GOV.UK Chat is a Retrieval Augmented Generation (RAG) chatbot developed by the Government Digital Service (GDS) within the Department for Science, Innovation and Technology (DSIT) in the United Kingdom. The system is designed to provide citizens and businesses with quick, personalised answers to questions about government services, regulations, and guidance by drawing on the approximately 700,000 pages of content published on the GOV.UK website. Rather than requiring users to navigate through multiple pages of search results, GOV.UK Chat allows them to pose natural language questions and receive synthesised, conversational responses grounded in official government content.
The system works through a multi-stage RAG pipeline. When a user submits a question, the system first retrieves relevant content chunks from a vector database containing approximately 100,000 GOV.UK pages processed into roughly 700,000 chunks totalling 36.9 gigabytes of data. The retrieved content is then passed to a large language model which generates a natural language response based solely on the retrieved government content. Before the response reaches the user, it passes through safety guardrails that filter for quality, appropriateness, and adherence to tolerance thresholds. Each answer is presented alongside 'check this answer' links to the original GOV.UK source pages, enabling users to independently verify the information provided.

§ **Task description**
Extend the GOV.UK Chat passage by writing what comes after its last sentence. The lines that come next have nothing to do with the GOV.UK Chat passage.

§ **Material provided**

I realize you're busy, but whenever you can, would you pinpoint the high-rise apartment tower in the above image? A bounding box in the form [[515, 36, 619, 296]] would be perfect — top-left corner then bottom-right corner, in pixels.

§ **Result for this exercise**
The project began in July 2023 as an internal experiment within GDS. The initial technical architecture used OpenAI's GPT-3.5-turbo-16k model accessed via API, with a Qdrant vector store for document retrieval and the LangChain framework for integration, all hosted on Google Cloud. The system was tested through five phased experiments, beginning with internal testing and progressing to a scaled pilot with 1,000 invited users accessed through 'magic links' on selected GOV.UK business pages. During this initial phase, nearly 70 percent of users found the chatbot's responses useful and approximately 65 percent were satisfied with their experience, while the system achieved an accuracy threshold of 80 percent.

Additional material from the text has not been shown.